**STATED TASK**
Select every line in the listing below that contains the word "dress", and copy each of those lines.

**DATA FOR THIS TASK**
-*-

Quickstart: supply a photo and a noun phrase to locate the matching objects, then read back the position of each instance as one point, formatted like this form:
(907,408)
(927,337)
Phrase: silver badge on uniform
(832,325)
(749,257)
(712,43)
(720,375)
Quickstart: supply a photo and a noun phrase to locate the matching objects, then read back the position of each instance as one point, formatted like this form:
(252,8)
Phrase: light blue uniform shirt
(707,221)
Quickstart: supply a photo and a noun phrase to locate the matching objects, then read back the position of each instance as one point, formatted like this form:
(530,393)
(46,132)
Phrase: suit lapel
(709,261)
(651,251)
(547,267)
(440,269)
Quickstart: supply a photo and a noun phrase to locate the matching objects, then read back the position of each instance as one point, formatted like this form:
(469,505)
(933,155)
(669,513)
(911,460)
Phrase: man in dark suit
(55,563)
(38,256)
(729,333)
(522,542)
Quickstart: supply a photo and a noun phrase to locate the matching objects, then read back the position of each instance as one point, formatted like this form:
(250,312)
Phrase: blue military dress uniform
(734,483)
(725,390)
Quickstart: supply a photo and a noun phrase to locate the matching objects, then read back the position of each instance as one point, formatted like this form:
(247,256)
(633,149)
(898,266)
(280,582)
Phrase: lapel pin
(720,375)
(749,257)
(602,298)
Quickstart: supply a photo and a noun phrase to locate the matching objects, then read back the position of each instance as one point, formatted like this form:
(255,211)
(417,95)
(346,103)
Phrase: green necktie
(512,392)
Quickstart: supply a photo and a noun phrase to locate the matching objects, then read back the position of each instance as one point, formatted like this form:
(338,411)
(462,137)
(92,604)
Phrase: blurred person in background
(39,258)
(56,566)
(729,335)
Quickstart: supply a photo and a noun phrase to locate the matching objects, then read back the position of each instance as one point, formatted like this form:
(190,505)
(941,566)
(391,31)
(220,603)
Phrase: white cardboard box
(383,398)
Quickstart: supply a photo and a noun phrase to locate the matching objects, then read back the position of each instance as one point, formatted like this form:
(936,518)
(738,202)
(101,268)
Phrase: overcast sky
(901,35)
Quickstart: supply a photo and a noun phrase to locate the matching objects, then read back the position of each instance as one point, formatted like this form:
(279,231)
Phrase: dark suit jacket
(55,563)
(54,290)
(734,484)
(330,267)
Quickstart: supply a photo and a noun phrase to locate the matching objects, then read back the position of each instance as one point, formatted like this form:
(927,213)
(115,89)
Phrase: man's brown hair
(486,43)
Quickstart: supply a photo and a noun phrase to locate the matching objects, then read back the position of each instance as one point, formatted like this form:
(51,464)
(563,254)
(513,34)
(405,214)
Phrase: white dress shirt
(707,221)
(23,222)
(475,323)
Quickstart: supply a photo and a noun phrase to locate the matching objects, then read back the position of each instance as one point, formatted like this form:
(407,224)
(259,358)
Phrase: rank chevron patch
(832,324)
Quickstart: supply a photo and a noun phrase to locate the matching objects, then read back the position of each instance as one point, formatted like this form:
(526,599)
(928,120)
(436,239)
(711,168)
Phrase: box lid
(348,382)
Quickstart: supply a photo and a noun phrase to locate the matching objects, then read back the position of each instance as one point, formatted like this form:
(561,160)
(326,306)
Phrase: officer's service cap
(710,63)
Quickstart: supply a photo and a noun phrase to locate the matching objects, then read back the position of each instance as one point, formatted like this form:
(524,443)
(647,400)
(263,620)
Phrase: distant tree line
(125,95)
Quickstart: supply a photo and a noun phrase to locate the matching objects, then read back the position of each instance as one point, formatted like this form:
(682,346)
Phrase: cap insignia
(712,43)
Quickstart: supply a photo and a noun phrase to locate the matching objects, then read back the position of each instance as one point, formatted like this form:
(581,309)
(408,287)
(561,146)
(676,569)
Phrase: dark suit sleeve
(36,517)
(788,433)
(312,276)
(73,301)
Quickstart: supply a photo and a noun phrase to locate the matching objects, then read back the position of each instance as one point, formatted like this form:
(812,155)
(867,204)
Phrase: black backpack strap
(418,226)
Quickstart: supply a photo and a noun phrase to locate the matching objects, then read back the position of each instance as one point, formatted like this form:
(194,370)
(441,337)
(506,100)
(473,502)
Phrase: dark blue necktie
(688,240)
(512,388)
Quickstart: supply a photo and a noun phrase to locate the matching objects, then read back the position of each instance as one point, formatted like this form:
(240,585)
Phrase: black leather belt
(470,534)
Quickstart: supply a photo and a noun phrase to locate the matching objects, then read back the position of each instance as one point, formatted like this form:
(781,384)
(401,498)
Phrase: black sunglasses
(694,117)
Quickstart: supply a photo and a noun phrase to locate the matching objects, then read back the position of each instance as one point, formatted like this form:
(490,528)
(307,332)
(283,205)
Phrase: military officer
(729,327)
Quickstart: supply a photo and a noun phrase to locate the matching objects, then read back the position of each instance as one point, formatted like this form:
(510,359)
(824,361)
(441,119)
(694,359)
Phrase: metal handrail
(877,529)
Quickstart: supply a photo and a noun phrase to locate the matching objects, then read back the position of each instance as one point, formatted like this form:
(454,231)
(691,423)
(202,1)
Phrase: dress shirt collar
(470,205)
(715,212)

-*-

**FULL OUTPUT**
Phrase: blue military dress uniform
Phrase: white dress shirt
Phrase: dress shirt collar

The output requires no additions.